Seitentext:
+++++
In seiner Abschiedsrede in der Mitgliederversammlung des buss ließ er die Themen, die die Fachszene über die Jahre bewegten und sein Wirken bestimmten – als Vorsitzender und als Chefarzt der Kraichtal-Kliniken –, Revue passieren. Nach der Wiedervereinigung 1989 stand der Ausbau von Versorgungsstrukturen im Osten Deutschlands im Vordergrund. Das Medikament Campral (Wirkstoff Acamprosat) zum Einsatz bei Alkoholabhängigkeit kam auf den Markt und sorgte für Unruhe bei den auf Abstinenz ausgerichteten Suchtreha-Kliniken. Ein Meilenstein war die Modernisierung des Verbandes im Jahre 1994: Der damalige „Verband der Fachkrankenhäuser für Suchtkranke“ gab sich eine neue Satzung und einen neuen Namen: Er hieß nun Bundesverband für stationäre Suchtkrankenhilfe – buss.
+++++
Arbeitsauftrag: Gib den Seitentext oben vollständig und Wort für Wort wieder.

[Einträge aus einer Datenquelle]
+++++
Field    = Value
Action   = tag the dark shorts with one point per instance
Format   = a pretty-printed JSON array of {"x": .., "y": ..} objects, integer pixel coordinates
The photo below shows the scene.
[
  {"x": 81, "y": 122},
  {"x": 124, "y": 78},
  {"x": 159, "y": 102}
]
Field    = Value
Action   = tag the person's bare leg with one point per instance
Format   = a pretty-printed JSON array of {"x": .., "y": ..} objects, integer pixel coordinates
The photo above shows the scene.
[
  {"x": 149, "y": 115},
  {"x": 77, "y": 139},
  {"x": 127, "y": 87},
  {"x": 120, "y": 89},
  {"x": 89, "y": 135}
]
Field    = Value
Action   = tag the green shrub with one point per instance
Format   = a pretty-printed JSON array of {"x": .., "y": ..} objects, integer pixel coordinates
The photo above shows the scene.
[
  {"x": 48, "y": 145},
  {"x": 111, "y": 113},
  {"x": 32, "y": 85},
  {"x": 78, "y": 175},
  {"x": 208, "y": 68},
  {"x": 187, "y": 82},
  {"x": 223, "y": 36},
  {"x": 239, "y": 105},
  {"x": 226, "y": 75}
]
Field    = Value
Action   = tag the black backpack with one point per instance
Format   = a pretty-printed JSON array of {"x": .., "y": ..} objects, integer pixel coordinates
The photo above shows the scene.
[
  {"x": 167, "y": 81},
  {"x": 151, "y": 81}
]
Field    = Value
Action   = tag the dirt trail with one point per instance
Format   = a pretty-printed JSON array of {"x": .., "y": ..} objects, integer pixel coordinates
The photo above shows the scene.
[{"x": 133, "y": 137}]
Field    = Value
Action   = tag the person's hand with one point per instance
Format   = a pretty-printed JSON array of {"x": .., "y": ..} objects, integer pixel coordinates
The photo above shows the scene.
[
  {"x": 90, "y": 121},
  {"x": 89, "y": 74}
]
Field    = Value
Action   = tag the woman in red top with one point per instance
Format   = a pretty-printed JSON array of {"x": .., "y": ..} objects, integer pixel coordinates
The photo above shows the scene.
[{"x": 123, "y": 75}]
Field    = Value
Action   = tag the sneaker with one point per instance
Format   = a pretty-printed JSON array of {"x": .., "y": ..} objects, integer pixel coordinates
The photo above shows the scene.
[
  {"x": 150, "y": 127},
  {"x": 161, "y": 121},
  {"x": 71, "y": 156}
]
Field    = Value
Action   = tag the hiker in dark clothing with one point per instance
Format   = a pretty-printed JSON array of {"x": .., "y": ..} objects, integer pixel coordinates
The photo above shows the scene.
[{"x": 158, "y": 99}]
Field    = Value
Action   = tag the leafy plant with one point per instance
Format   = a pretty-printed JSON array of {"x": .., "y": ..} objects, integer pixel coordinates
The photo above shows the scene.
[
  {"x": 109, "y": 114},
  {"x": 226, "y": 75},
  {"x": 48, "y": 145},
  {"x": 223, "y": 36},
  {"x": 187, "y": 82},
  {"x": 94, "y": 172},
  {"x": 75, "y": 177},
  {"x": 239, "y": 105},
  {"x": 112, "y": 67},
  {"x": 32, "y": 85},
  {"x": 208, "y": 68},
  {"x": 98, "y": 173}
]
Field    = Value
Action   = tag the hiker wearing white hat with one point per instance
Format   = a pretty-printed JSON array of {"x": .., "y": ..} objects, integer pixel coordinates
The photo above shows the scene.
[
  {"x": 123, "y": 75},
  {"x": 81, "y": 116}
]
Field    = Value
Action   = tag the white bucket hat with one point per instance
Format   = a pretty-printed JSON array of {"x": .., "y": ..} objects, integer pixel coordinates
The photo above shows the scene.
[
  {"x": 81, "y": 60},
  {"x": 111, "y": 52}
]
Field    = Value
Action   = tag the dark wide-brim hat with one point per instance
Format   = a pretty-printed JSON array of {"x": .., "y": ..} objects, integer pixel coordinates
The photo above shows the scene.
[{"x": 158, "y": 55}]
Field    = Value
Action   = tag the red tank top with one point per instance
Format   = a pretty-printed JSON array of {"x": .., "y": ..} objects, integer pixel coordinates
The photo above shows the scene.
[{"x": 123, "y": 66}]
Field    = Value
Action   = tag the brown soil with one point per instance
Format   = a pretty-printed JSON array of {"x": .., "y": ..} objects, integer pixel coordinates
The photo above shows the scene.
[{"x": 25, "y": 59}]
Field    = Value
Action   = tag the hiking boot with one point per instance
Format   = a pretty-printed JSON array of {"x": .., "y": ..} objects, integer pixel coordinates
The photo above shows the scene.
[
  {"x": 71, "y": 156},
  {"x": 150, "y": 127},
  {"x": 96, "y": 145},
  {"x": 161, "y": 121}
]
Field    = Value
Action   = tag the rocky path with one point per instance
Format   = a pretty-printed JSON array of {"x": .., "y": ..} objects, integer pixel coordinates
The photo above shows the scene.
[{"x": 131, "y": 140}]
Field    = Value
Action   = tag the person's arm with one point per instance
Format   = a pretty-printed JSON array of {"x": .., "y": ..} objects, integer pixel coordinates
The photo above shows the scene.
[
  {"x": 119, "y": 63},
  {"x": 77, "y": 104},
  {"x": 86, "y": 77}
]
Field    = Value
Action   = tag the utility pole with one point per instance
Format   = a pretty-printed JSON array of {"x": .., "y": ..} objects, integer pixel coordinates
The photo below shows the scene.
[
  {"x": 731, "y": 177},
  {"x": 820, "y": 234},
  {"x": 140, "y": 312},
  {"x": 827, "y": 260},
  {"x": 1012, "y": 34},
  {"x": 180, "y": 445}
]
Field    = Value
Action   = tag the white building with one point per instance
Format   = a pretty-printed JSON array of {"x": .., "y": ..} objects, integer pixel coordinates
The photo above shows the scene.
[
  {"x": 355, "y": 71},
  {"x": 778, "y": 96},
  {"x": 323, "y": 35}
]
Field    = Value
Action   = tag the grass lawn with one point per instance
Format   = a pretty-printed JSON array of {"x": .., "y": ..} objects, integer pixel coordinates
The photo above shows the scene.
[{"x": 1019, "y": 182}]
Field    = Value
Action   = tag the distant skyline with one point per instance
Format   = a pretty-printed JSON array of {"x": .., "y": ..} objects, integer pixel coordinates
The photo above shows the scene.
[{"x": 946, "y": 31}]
+++++
Ergebnis:
In seiner Abschiedsrede in der Mitgliederversammlung des buss ließ er die Themen, die die Fachszene über die Jahre bewegten und sein Wirken bestimmten – als Vorsitzender und als Chefarzt der Kraichtal-Kliniken –, Revue passieren. Nach der Wiedervereinigung 1989 stand der Ausbau von Versorgungsstrukturen im Osten Deutschlands im Vordergrund. Das Medikament Campral (Wirkstoff Acamprosat) zum Einsatz bei Alkoholabhängigkeit kam auf den Markt und sorgte für Unruhe bei den auf Abstinenz ausgerichteten Suchtreha-Kliniken. Ein Meilenstein war die Modernisierung des Verbandes im Jahre 1994: Der damalige „Verband der Fachkrankenhäuser für Suchtkranke“ gab sich eine neue Satzung und einen neuen Namen: Er hieß nun Bundesverband für stationäre Suchtkrankenhilfe – buss.